To do: The listing must be reproduced in full, exactly as it stands.
——————————
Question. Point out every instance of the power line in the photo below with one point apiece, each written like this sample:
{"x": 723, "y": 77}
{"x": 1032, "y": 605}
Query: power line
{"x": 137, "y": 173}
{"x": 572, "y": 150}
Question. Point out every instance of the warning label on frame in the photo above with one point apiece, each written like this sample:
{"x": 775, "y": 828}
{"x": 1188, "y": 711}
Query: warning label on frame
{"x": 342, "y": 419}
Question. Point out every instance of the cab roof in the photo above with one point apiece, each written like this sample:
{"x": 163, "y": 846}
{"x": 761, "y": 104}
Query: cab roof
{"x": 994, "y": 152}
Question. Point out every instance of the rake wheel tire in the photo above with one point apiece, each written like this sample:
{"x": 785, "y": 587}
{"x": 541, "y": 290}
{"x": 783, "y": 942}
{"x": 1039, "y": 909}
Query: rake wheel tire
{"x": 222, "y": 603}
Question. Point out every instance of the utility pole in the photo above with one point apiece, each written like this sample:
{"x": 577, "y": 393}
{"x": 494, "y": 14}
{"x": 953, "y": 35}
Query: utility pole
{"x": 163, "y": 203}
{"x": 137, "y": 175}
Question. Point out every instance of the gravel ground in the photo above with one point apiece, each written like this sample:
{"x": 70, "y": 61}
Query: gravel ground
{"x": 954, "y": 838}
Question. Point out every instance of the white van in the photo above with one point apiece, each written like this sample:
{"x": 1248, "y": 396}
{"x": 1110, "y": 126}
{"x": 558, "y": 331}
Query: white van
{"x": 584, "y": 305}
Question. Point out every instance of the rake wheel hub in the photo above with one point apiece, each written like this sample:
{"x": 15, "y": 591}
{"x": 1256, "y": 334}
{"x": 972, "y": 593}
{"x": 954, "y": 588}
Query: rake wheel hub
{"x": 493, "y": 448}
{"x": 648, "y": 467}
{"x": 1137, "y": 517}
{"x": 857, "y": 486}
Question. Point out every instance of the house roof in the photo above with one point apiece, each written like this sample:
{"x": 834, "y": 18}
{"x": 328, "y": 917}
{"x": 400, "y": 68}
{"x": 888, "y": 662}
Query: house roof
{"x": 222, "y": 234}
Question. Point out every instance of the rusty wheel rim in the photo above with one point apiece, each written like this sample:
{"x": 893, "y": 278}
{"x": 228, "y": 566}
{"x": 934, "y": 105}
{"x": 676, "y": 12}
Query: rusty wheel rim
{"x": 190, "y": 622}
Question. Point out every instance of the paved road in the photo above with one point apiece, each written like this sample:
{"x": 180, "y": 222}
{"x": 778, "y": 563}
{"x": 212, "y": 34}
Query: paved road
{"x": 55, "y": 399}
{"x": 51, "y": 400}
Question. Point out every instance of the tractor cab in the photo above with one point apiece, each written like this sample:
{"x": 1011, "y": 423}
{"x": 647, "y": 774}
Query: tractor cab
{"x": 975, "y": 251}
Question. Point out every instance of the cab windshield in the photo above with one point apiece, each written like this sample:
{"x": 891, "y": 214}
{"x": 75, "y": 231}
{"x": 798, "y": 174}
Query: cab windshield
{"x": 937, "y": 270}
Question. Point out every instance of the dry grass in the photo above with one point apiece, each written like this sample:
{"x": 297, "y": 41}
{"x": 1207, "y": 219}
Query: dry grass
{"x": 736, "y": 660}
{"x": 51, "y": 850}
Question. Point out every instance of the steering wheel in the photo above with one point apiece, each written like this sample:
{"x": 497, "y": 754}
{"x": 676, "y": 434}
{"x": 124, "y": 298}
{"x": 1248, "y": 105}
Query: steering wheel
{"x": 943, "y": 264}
——————————
Exercise result:
Question. Point out every instance of the power line in the photo below with one point apiece, each written like this sample:
{"x": 723, "y": 77}
{"x": 1032, "y": 605}
Query: power line
{"x": 137, "y": 173}
{"x": 572, "y": 150}
Question. Point out every instance of the warning label on frame in the photo above with one point apiece, each written like this sample:
{"x": 775, "y": 828}
{"x": 1188, "y": 711}
Query: warning label on frame
{"x": 342, "y": 419}
Question. Point out every instance of the cab roof in the photo above with one point apiece, each written like this sample:
{"x": 163, "y": 846}
{"x": 761, "y": 104}
Query: cab roof
{"x": 994, "y": 152}
Question. Point out every instance of the rake wheel tire in the photo above with one point apiece, each written like this sample:
{"x": 785, "y": 587}
{"x": 541, "y": 290}
{"x": 783, "y": 942}
{"x": 1039, "y": 909}
Query: rake wheel tire
{"x": 222, "y": 603}
Question. Point out every instance of the utility pole in the photo above with one point apiece, each written like this sample:
{"x": 577, "y": 393}
{"x": 494, "y": 14}
{"x": 953, "y": 35}
Query: utility pole
{"x": 163, "y": 203}
{"x": 137, "y": 175}
Question. Point out every instance of the gravel ground in the photo above with one point apiece, each written like this sample:
{"x": 70, "y": 61}
Query: gravel ground
{"x": 954, "y": 838}
Question. Point out every instance of the white van in the photo above with one point apiece, each written like this sample:
{"x": 1248, "y": 396}
{"x": 1110, "y": 126}
{"x": 558, "y": 331}
Query: white van
{"x": 584, "y": 305}
Question. Point out every instance of the rake wheel hub in the photo above with one point apiece, each written like this sample:
{"x": 15, "y": 591}
{"x": 1256, "y": 334}
{"x": 972, "y": 593}
{"x": 954, "y": 588}
Query: rake wheel hub
{"x": 493, "y": 448}
{"x": 648, "y": 467}
{"x": 1137, "y": 517}
{"x": 857, "y": 486}
Question. Point out every instance of the house roof in the photo above with one point apiece, each written like this sample:
{"x": 834, "y": 18}
{"x": 328, "y": 917}
{"x": 400, "y": 68}
{"x": 888, "y": 662}
Query: house roof
{"x": 222, "y": 234}
Question. Point out every instance of the rusty wheel rim in the photo above with one point apiece, each written like this sample:
{"x": 893, "y": 278}
{"x": 228, "y": 566}
{"x": 934, "y": 105}
{"x": 676, "y": 12}
Query: rusty wheel rim
{"x": 190, "y": 622}
Question. Point out every instance of the paved road in the photo above with one point apiece, each written like this sample:
{"x": 180, "y": 222}
{"x": 778, "y": 563}
{"x": 212, "y": 34}
Query: paved road
{"x": 55, "y": 399}
{"x": 51, "y": 400}
Question. Point out every instance of the tractor cab in the photo above with one point apiece, each written like this sample:
{"x": 1011, "y": 423}
{"x": 647, "y": 774}
Query: tractor cab
{"x": 975, "y": 251}
Question. Point out every instance of the cab windshield in the photo above with one point apiece, each written like this sample:
{"x": 891, "y": 214}
{"x": 75, "y": 231}
{"x": 798, "y": 174}
Query: cab windshield
{"x": 937, "y": 270}
Question. Point out every instance of the dry grass in the photo above with one point apiece, each written like this sample:
{"x": 297, "y": 41}
{"x": 1207, "y": 219}
Query: dry grass
{"x": 736, "y": 660}
{"x": 51, "y": 850}
Question. Point out every instance of the steering wheel in the photo above with one point apiece, each written like this sample:
{"x": 497, "y": 754}
{"x": 676, "y": 434}
{"x": 124, "y": 298}
{"x": 1248, "y": 105}
Query: steering wheel
{"x": 943, "y": 264}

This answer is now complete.